**WORK REQUEST**
Images do not belong in the copy. Set down all the entries exactly.
◆ ◆ ◆ ◆
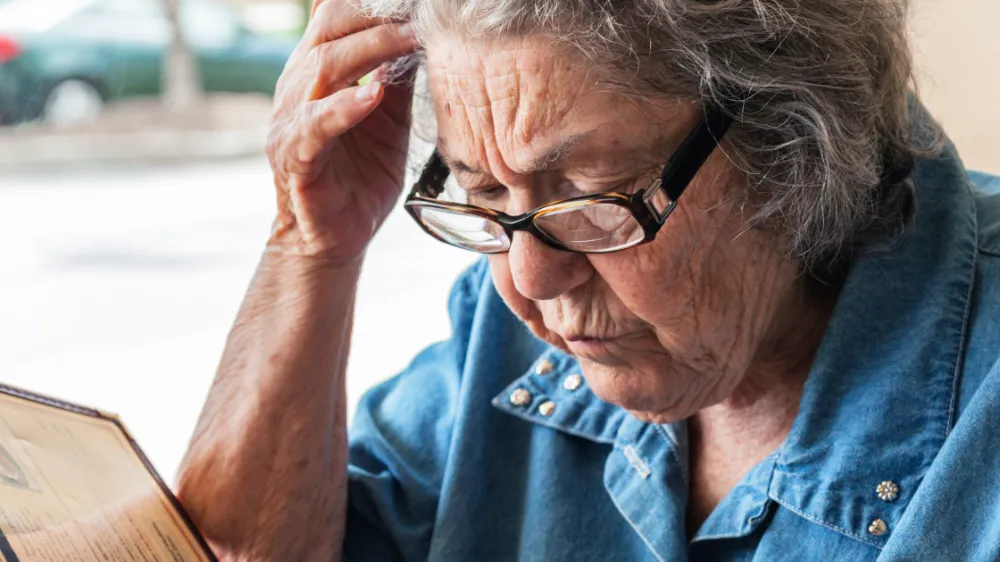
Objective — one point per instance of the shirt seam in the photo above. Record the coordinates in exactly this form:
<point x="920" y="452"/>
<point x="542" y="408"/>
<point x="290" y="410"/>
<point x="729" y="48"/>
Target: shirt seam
<point x="825" y="524"/>
<point x="959" y="356"/>
<point x="632" y="524"/>
<point x="561" y="428"/>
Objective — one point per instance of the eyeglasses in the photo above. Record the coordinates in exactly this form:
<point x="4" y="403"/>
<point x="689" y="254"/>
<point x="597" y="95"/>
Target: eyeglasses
<point x="592" y="224"/>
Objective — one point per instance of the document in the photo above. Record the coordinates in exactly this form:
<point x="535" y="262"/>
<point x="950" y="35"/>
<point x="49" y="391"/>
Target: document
<point x="75" y="487"/>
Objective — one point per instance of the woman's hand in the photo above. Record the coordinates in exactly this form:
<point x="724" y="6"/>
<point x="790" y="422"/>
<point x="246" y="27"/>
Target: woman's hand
<point x="338" y="150"/>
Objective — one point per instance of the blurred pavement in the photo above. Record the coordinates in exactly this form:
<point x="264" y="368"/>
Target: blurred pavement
<point x="119" y="287"/>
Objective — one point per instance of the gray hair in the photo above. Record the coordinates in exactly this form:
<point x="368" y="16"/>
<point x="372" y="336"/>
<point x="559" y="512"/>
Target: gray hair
<point x="821" y="87"/>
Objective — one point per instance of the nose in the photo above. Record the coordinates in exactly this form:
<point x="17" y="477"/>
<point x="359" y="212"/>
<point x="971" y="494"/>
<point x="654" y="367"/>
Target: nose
<point x="541" y="272"/>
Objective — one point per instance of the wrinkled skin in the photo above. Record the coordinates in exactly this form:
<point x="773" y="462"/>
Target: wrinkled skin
<point x="690" y="320"/>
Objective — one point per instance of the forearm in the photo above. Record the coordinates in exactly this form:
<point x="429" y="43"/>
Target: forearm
<point x="265" y="476"/>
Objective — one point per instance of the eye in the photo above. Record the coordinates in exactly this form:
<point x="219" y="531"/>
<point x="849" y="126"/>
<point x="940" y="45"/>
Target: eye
<point x="487" y="195"/>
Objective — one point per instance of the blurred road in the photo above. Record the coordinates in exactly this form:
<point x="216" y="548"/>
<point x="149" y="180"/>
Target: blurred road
<point x="119" y="287"/>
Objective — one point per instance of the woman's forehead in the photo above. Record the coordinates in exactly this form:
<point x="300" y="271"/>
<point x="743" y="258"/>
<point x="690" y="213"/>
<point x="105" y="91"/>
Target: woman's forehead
<point x="520" y="103"/>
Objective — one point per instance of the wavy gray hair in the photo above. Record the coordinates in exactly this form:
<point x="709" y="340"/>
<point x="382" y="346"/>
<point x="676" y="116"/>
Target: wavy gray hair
<point x="823" y="131"/>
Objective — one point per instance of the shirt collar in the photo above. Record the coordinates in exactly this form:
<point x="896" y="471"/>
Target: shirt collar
<point x="880" y="398"/>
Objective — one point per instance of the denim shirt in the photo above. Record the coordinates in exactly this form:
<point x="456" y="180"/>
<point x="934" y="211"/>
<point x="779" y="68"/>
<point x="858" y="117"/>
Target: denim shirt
<point x="490" y="446"/>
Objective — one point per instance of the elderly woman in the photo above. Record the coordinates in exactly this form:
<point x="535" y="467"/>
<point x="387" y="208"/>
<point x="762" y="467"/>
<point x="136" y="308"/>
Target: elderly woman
<point x="739" y="299"/>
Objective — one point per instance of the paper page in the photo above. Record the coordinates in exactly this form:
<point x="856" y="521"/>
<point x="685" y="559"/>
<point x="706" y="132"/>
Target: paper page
<point x="73" y="489"/>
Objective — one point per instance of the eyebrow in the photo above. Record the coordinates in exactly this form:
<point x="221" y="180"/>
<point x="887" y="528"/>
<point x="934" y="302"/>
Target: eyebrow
<point x="550" y="160"/>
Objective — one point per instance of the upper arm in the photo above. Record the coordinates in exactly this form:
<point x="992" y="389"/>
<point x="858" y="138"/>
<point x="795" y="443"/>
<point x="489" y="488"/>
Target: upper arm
<point x="986" y="182"/>
<point x="399" y="442"/>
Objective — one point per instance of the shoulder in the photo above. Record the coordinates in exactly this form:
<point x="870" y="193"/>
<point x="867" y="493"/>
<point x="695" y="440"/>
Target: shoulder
<point x="987" y="194"/>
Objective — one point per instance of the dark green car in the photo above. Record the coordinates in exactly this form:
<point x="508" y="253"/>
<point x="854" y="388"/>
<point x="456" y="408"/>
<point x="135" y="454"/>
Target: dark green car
<point x="63" y="60"/>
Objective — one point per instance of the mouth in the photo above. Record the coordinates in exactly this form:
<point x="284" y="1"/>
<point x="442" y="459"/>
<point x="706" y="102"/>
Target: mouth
<point x="591" y="347"/>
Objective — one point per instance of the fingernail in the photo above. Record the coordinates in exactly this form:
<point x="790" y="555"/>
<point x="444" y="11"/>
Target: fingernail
<point x="367" y="92"/>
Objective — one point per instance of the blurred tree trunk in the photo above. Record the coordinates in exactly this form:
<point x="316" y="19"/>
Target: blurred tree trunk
<point x="181" y="87"/>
◆ ◆ ◆ ◆
**RESULT FOR THIS TASK**
Objective — one point per instance of the shirt seam in the photo above. Record the coordinates in exactly this form:
<point x="920" y="452"/>
<point x="542" y="408"/>
<point x="290" y="410"/>
<point x="729" y="48"/>
Target: shirt seam
<point x="825" y="524"/>
<point x="959" y="356"/>
<point x="632" y="524"/>
<point x="561" y="428"/>
Objective — one point per instance of the eyeglasses in the photo above. Record the coordinates in exactly this form:
<point x="4" y="403"/>
<point x="689" y="254"/>
<point x="597" y="95"/>
Target: eyeglasses
<point x="592" y="224"/>
Objective — one point per instance of the document in the photo above. Record the coordinates in exactly this form:
<point x="535" y="262"/>
<point x="950" y="35"/>
<point x="49" y="391"/>
Target: document
<point x="75" y="487"/>
Objective — one point per instance of the woman's hand in the photo above. Record the coordinates in exactly this form:
<point x="724" y="6"/>
<point x="790" y="422"/>
<point x="246" y="27"/>
Target: woman's hand
<point x="338" y="150"/>
Objective — one point per instance of the blurred pavement in the photo above. Record the coordinates in exactly this form:
<point x="264" y="368"/>
Target: blurred pavement
<point x="119" y="287"/>
Objective — one point per instance of the gray hair in the photo above. Record the coordinates in exactly this form:
<point x="368" y="16"/>
<point x="372" y="336"/>
<point x="559" y="512"/>
Target: gray hair
<point x="821" y="87"/>
Objective — one point per instance of the nose in the photo above. Record the coordinates in exactly this form:
<point x="17" y="477"/>
<point x="359" y="212"/>
<point x="971" y="494"/>
<point x="654" y="367"/>
Target: nose
<point x="541" y="272"/>
Objective — one point per instance of the wrinkled skin in the photo above. Record the coordinates in exactly this form:
<point x="773" y="462"/>
Target: wrinkled skin
<point x="690" y="320"/>
Objective — one point per instance of the forearm in the photo above. Record the coordinates in exactly this form:
<point x="429" y="43"/>
Target: forearm
<point x="265" y="476"/>
Objective — one point per instance of the eye in the photo above. Record the coordinates in exactly this form:
<point x="219" y="531"/>
<point x="849" y="126"/>
<point x="940" y="45"/>
Target: eye
<point x="487" y="195"/>
Objective — one point per instance of the blurred road in the photo above. Record the coordinates in exactly this form:
<point x="216" y="548"/>
<point x="149" y="180"/>
Target: blurred road
<point x="119" y="287"/>
Objective — one point per instance of the woman's forehead in the photo above. Record the coordinates in exactly this form:
<point x="300" y="271"/>
<point x="743" y="258"/>
<point x="690" y="213"/>
<point x="105" y="91"/>
Target: woman's forehead
<point x="520" y="103"/>
Objective — one point per instance of the wavy gray hair in the photo above. Record the coordinates in exactly this form:
<point x="709" y="340"/>
<point x="382" y="346"/>
<point x="676" y="116"/>
Target: wavy gray hair
<point x="823" y="131"/>
Objective — one point per instance of the shirt collar in the photo above. Record the coordinates in exactly this form:
<point x="896" y="471"/>
Target: shirt collar
<point x="880" y="398"/>
Objective — one point per instance of the denim shirt in the photo above. Record the coordinates in exactly this form:
<point x="456" y="180"/>
<point x="934" y="211"/>
<point x="779" y="68"/>
<point x="858" y="117"/>
Target: denim shirt
<point x="490" y="446"/>
Objective — one point per instance of the elderly woman in the photo above. Record the coordinates in exactly this form:
<point x="535" y="467"/>
<point x="387" y="208"/>
<point x="762" y="467"/>
<point x="136" y="308"/>
Target: elderly woman
<point x="739" y="299"/>
Objective — one point per instance of the paper page in the photo above. Record the coordinates in exactly this form:
<point x="856" y="521"/>
<point x="685" y="559"/>
<point x="706" y="132"/>
Target: paper page
<point x="73" y="489"/>
Objective — one point per instance of the eyebrow in the photo above. Record the coordinates in exactly this form:
<point x="221" y="180"/>
<point x="887" y="528"/>
<point x="934" y="302"/>
Target: eyebrow
<point x="550" y="160"/>
Objective — one point per instance of the upper arm in the photo above. Record the coordinates in exactly this form:
<point x="992" y="389"/>
<point x="858" y="138"/>
<point x="795" y="443"/>
<point x="489" y="488"/>
Target: upper arm
<point x="986" y="182"/>
<point x="399" y="442"/>
Objective — one point per instance of the shoulder in the photo above. Record the coordinates in exactly this form:
<point x="870" y="193"/>
<point x="867" y="493"/>
<point x="695" y="440"/>
Target: shoulder
<point x="987" y="194"/>
Objective — one point per instance of the dark green car in the photo above. Record the coordinates in exactly this form:
<point x="508" y="253"/>
<point x="854" y="388"/>
<point x="456" y="408"/>
<point x="135" y="454"/>
Target: dark green car
<point x="63" y="60"/>
Objective — one point per instance of the mouth in the photo above. Record the coordinates in exactly this form:
<point x="284" y="1"/>
<point x="442" y="459"/>
<point x="706" y="102"/>
Target: mouth
<point x="591" y="347"/>
Objective — one point per instance of the fingernail in the photo above. Record the coordinates in exactly this form:
<point x="790" y="555"/>
<point x="444" y="11"/>
Target: fingernail
<point x="367" y="92"/>
Objective — one point per instance of the blurred tree trunk in the photo above. Record the coordinates in exactly this form:
<point x="316" y="19"/>
Target: blurred tree trunk
<point x="181" y="87"/>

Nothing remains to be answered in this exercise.